Records from a data source
====================

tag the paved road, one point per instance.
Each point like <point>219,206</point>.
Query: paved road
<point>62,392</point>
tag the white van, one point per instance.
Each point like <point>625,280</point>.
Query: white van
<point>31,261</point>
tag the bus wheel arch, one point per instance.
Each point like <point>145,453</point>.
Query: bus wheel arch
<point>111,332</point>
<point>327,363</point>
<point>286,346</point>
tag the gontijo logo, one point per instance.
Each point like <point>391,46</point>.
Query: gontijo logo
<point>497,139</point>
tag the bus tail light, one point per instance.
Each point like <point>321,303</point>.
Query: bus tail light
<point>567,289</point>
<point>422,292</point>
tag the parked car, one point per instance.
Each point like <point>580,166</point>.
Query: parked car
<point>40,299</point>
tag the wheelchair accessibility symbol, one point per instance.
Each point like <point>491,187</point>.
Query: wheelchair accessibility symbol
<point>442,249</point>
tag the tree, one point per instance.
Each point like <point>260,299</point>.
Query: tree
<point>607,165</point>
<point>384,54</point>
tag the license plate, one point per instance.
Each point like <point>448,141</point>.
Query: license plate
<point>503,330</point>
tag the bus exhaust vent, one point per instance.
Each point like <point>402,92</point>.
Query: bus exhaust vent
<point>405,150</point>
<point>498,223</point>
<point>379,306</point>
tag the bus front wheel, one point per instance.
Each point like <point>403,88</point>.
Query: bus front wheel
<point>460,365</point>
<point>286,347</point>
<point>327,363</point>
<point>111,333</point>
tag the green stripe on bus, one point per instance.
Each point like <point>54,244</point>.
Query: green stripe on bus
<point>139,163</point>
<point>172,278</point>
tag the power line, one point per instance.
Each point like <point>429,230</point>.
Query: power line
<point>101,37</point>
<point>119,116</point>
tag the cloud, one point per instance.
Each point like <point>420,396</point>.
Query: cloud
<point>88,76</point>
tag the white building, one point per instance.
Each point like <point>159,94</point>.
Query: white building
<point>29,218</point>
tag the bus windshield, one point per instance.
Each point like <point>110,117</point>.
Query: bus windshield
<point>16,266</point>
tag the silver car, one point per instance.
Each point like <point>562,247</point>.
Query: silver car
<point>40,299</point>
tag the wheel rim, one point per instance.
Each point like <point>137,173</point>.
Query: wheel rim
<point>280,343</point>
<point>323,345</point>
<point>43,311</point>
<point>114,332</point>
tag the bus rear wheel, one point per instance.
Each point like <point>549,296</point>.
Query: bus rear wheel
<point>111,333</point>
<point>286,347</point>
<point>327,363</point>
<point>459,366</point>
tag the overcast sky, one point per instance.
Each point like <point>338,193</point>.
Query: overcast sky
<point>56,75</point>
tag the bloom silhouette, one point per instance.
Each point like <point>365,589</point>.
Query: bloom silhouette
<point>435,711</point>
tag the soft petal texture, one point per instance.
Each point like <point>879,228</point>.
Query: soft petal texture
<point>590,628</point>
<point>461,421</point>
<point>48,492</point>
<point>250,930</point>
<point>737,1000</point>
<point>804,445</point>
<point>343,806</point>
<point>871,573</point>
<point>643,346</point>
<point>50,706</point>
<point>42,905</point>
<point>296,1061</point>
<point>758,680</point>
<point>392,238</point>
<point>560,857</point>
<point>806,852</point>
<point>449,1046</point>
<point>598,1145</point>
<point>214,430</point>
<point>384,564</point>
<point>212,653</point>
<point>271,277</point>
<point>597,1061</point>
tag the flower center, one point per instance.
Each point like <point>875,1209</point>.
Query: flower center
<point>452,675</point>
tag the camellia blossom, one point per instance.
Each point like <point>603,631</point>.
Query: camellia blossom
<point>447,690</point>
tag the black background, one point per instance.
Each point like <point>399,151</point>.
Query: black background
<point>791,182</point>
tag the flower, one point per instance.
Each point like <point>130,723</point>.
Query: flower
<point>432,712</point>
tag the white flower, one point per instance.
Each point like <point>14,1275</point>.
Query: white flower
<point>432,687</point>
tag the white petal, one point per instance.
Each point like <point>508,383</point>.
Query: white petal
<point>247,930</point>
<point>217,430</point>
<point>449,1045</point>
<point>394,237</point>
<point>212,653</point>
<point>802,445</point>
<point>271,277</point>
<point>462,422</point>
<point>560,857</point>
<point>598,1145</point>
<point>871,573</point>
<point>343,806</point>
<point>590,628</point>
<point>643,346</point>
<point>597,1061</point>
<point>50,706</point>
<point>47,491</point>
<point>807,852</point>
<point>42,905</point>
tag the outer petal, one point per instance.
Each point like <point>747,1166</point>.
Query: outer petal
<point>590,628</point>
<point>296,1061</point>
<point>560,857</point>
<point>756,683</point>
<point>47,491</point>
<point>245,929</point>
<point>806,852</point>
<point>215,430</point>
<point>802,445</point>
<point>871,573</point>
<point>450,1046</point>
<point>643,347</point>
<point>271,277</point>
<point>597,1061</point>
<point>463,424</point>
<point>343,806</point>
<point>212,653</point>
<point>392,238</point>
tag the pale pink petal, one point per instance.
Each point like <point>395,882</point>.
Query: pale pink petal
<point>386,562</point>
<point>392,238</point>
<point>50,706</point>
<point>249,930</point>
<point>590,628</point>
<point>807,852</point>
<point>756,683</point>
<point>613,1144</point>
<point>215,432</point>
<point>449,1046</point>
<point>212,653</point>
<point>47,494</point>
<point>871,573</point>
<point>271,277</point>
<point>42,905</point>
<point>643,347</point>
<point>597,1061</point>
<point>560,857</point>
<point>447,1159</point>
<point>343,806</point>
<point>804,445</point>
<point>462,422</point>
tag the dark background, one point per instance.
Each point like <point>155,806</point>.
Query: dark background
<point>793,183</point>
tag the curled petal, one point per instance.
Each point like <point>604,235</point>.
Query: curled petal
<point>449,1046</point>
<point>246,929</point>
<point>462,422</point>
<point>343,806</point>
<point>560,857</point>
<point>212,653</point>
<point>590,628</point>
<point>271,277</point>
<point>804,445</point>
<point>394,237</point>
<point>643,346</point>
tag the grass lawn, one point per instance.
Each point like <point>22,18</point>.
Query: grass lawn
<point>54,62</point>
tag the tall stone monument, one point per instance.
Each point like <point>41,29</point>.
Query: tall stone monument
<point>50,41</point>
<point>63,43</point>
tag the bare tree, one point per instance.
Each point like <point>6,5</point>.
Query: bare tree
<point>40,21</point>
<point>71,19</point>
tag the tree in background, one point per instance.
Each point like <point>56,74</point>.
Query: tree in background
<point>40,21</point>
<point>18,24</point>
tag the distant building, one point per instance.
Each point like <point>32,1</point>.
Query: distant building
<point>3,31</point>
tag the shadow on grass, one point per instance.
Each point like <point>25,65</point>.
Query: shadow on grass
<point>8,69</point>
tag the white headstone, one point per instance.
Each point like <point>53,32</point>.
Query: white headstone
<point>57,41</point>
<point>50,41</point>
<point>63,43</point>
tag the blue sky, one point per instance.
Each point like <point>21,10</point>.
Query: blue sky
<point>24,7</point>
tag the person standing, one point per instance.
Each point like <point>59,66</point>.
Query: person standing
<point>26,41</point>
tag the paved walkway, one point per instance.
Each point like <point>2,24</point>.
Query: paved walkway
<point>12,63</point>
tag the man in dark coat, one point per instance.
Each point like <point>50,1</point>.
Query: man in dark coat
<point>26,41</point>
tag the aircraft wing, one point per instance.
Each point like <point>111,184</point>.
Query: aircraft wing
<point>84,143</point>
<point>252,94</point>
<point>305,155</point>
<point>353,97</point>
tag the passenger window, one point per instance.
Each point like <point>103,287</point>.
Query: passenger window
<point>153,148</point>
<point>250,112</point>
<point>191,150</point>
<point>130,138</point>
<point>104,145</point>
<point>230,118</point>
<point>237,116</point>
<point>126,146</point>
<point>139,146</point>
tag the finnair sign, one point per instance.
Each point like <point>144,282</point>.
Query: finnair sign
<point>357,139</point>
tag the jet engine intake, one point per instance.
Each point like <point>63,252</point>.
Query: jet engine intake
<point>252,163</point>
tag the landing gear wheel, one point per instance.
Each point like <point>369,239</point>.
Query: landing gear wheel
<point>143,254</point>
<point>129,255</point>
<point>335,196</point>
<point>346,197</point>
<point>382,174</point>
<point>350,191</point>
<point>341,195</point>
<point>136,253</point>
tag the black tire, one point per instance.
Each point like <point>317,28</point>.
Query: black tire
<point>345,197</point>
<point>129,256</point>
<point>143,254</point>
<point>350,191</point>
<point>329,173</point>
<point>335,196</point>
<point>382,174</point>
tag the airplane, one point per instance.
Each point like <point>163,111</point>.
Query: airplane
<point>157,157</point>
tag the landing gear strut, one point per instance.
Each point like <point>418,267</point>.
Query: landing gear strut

====================

_HOW TO COMPLETE THIS TASK_
Note each line above that contains "strut" and copy it out.

_SOLUTION TO THE PROBLEM_
tag the landing gear strut, one point per instance.
Query: landing gear strut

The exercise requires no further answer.